== Problem A ==
For the piece below on tech workers and scientific inquiry, say whether each statement agrees with it, answering yes or no and quoting the deciding words: (i) The writer has never worked alongside a Young Earth creationist. (ii) The writer has watched the documentary What the Health. (iii) The writer holds that natural things can be harmful and man-made ones beneficial.
== Problem B ==
Write the next part of the piece below on tech workers and scientific inquiry, starting after its final sentence.

== Page extract ==
=====
There’s a problem here

The tech industry is filled with people who do not respect scientific inquiry.

At most every company I’ve worked for, there have been coworkers who held beliefs that seemed antithetical to what I expect from the tech savvy. I equate tech-specific knowledge with general scientific knowledge, and that hasn’t been the case. Some previous examples that contradicted my expectation: a Young Earth creationist who worked on low-level hardware drivers, a CTO who proudly told the company how his wife prayed for, and contributed to, a fix to some server downtime, another CTO and a lead developer who felt the scientists behind the New Horizons mission “knew nothing,” and the manymany who didn’t believe in anthropogenic climate change. The New Horizons insult coming from programmers about other, better programmers was stunning, but the downtime prayer was particularly insulting since it insulted those who worked long overtime hours to actually troubleshoot and fix the issue. Religion was a key factor in all of these, but it doesn’t diminish my shock at such prejudice coming from tech people. It does diminish pride in my profession.

More recent mania has been coming in the form of junk science beliefs from sources that use loose cherry-picking of data to build a, let’s say, non-canonical picture of the natural world.

One subject discussed was based on the common belief that natural equals good and man-made equals bad–or at least less good. This is a noble savage approach to our interactions with the environment. Do we go through periods on the man-made of over-optimism (early 1900s utopianism or late 1950s plastics/drugs/space mania) and of excessive mistrust (the late 1800s Arts and Crafts movement, the 1960s return-to-nature)? The article Manmade or natural, tasty or toxic, they’re all chemicals … (where the image at the bottom was taken) explains the nuance of categorizing what is healthy and not. The split rings of natural/man-made and their 90-degree rotated overlap with toxic/non-toxic is a clean, clear shorthand for the messy reality. Not exact, but more correct that not. Natural can be deadly and man-made can be healthy.

Similarly, there was a discussion on the health and provenance of current dietary choices. This is a subject frequently examined in American culture through decades and multiply at any point in time… does this obsessive-like behavior exist in any other country? So there’s a documentary called What the Health that criticizes the reasoning behind and validity of common choices of food consumption.

I have not watched it.
=====
[Natural-language object grounding records]
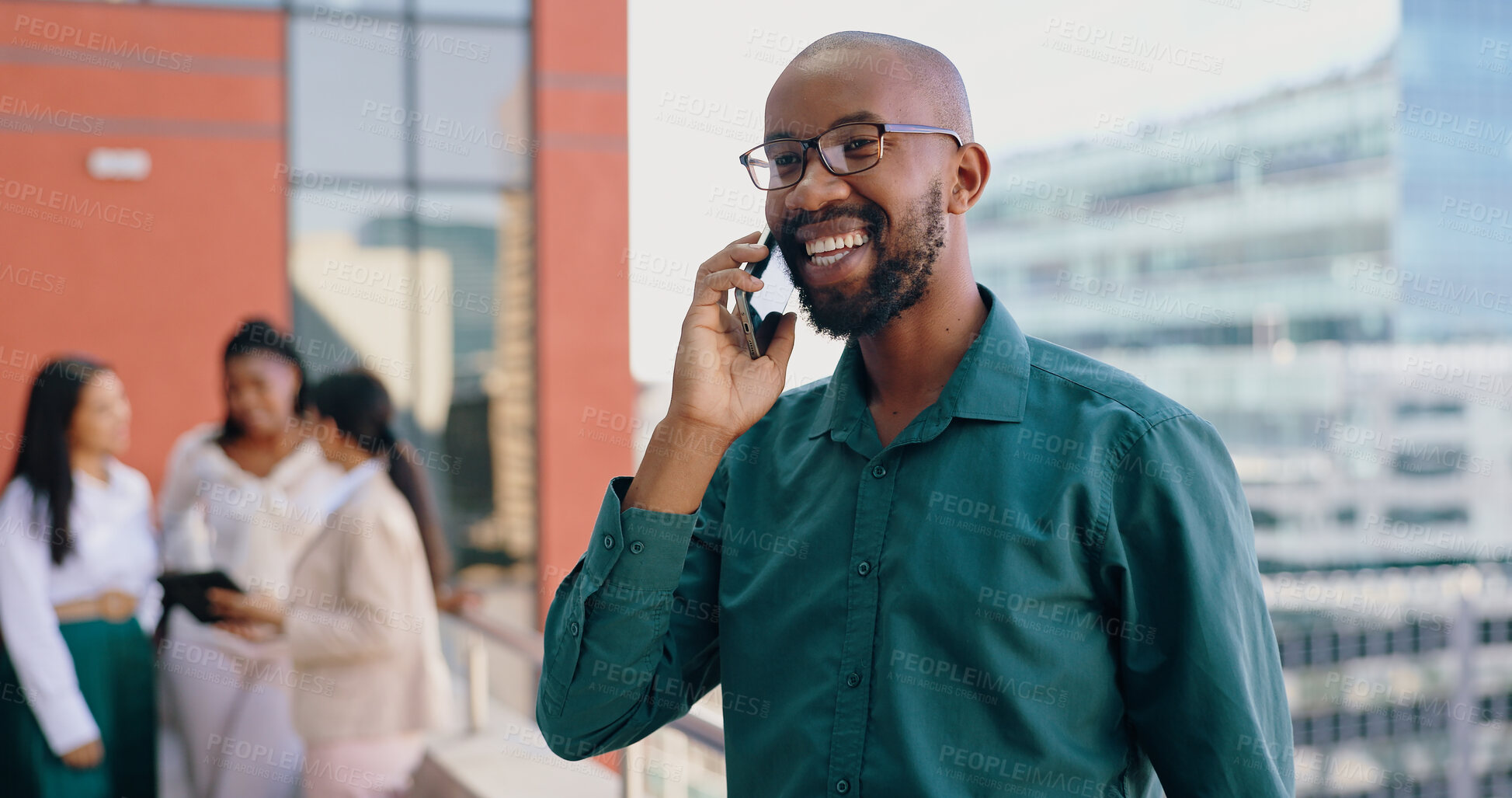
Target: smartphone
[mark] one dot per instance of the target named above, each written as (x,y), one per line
(752,309)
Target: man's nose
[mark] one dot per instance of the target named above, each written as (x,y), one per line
(817,186)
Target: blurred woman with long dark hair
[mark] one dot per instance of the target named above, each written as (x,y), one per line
(360,619)
(78,595)
(241,496)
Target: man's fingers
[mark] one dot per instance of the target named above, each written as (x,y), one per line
(711,288)
(742,250)
(780,347)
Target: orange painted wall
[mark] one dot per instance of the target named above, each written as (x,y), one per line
(582,301)
(203,239)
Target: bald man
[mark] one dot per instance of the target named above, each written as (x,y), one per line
(970,562)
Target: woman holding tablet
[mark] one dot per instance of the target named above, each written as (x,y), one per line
(241,496)
(362,615)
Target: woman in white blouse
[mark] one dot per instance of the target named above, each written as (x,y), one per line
(360,614)
(242,497)
(78,594)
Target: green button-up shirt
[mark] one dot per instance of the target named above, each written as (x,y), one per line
(1045,585)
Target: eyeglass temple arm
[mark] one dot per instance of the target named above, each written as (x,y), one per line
(921,129)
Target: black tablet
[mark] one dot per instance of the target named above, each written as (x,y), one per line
(188,590)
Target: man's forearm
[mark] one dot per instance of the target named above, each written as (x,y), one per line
(678,467)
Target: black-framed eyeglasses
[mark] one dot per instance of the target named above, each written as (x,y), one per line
(844,148)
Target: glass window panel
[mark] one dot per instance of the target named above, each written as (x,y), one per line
(474,87)
(493,9)
(343,89)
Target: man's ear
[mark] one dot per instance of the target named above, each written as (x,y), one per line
(971,177)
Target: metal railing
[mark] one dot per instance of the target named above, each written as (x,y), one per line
(528,644)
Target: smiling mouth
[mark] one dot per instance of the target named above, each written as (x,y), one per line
(825,252)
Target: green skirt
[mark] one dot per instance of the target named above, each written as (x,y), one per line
(113,662)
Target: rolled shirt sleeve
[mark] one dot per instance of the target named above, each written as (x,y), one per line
(1199,668)
(632,632)
(29,626)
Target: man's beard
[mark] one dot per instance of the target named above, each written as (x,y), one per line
=====
== Expected output A ==
(i) No: "a Young Earth creationist who worked on low-level hardware drivers"
(ii) No: "I have not watched it."
(iii) Yes: "Natural can be deadly and man-made can be healthy."

== Expected output B ==
I have, however, read the rebuttal from Vox titled Debunking What the Health, the buzzy new documentary that wants you to be vegan. It argues that the documentary is filled with cherry-picked details from WHO research and exaggerations of results. An extended section:

The film is filled with bad gotcha journalism
Abuses of science aside, Andersen also repeatedly engages in poorly executed gotcha journalism in an attempt to suggest patient groups are trying to cover up the truth about diet he’s stumbled upon.

On numerous occasions during the film, he calls these groups, such as Susan G. Komen or the American Heart Association, which he correctly points out often take money from the food industry. He then asks receptionists long-winded and detailed questions about nutrition science. When the receptionists, caught off guard, say they can’t answer his questions, Andersen huffs in frustration, apparently hoping to imply there’s a conspiracy afoot.

In another instance, Andersen interviews an official at the American Diabetes Association who won’t get specific with him on diet because, he says, the research doesn’t support very specific claims. Andersen also reads this as a conspiracy.

There’s no doubt food companies have distorted nutrition science and health research, and have tried to influence health guidelines and the lifestyle advice people get. Patient groups like the ADA and the American Heart Association do have deep ties to industry, as I’ve reported. But Andersen’s pseudo-sting operations are silly and reveal nothing of these facts. They also offer no evidence that disease groups are engaged in a vegan cover-up.

I may just be rigid in my adherence to the rigors of science but, of course, I don’t believe so.